**Instructions:**
1/ Answer these questions from the robocall article below, one line each:
(a) What year was the national "Do Not Call Registry" established?
(b) How many calls does Nomorobo claim to block each day?
(c) How much money did the scammer who posed as an IRS agent steal?
2/ Write a continuation of the robocall article, picking up after its final sentence.
------ Reading passage
More than 30 U.S. companies, including tech giants such as Apple, Alphabet (Google), AT&T and Comcast, are joining a Federal Communication Commission (FCC ) task force to check the scourge of automated "Robocalls."
Robocalls -- automated pre-recorded telemarketing calls -- are problematic as scammers and identity thieves use the technology to target victims. One scammer for instance posed as an IRS agents to steal $26.5 million from people.
"Americans are fed up. Robocalls are a scourge. It's the number one complaint that we hear from consumers on a daily basis," U.S. Federal Communications Commission chief Tom Wheeler said.
Why can't Robocalls be stopped?
Despite the U.S. Federal Trade Commission establishing the national "Do Not Call Registry" in 2003, voice-over internet protocol (VoIP) technology made it cheap and easy for scammers operating outside the U.S. to make long-distance calls that appear to be coming from within the country.
Randall Stephenson, now the leader of the FCC strike force, was serving as the CEO of AT&T in June when he claimed AT&T couldn't block robocalls because it might inadvertently block a call from a hospital or other emergency service.
Who can fight the Robots?
One example is Aaron Foss, the founder of the robocall blocking company Nomorobo, who claims the company now blocks over 700,000 calls each day.
Nomorobo is able to do this as it maintains and provides mobile users with a constantly updated address book that labels known bad actors as "robocaller" and has customers hit the "ignore" button. The catch is they also maintain a 'whitelist' of emergency services, such as hospitals, to reduce the chances of urgent phone calls being blocked. Foss says less than one-10th of 1 percent of the calls it blocks are false positives.
Robocalls to fight Robocalls?
An unlikelier individual whose support could be enlisted by tech giants is Roger Anderson, who hopes to one day develop a robot to fight other robocalls.
"My dream is to disrupt autodialers. These are the robocallers that can dial 10,000 phone numbers a day and are able to detect if an answering service or human being answers the call," Roger Anderson was quoted saying to the New York Times.
------------
------ Source data
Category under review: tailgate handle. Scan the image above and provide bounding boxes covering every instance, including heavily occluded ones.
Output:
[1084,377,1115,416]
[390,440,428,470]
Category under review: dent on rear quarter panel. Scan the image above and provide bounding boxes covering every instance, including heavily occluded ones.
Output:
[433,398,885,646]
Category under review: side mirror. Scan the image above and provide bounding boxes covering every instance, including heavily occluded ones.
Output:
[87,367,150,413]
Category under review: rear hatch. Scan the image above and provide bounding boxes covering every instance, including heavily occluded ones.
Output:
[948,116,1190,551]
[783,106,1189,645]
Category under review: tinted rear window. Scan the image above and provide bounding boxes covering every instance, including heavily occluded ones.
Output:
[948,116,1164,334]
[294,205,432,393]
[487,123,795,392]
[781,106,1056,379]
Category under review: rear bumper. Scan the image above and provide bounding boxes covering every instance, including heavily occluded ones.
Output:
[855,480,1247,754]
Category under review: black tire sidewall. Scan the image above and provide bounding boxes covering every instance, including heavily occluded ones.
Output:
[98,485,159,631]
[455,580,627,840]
------------
**Numbered answers:**
1/
(a) 2003
(b) Over 700,000
(c) $26.5 million

2/
After waging war against telemarketers who, although not as notorious as Robocallers, are still a menace to society, Anderson made his invention -- the Jolly Roger Telephone Company -- freely available to the public.
The telemarketing industry reportedly wastes tens of billions of dollars a year in time, and the National Association of Attorneys General says millions of Americans are defrauded by illicit telemarketers every year.
The U.S. Federal Trade Commission said it had in 2015 received 3.6 million complaints about unwanted telemarketer calls despite the public having many options such as availing the help of the Do Not Call Registry, spam call filters and apps like Truecaller.
So Anderson developed a robot that understands speech patterns and inflections, and uses pre-recorded lines in order to continually keep telemarketers engaged and the results are hilariously promising.
Some of the lines spoken by the robot include "I just woke up from a nap, I took some medicine and I'm really groggy. Can you go a little slower?" Sometimes it may interrupt the telemarketer to make smalltalk: "Do you drink coffee?" or "You sound like someone I went to high school with."
However the longer the conversation goes on, the more eccentric the robot becomes. In one sequence, the robot tells the telemarketer a bee landed on his arm, and asks the telemarketer to keep talking as he focuses on the bee. One can only hope Anderson fulfils his dream -- to annoy annoying robots.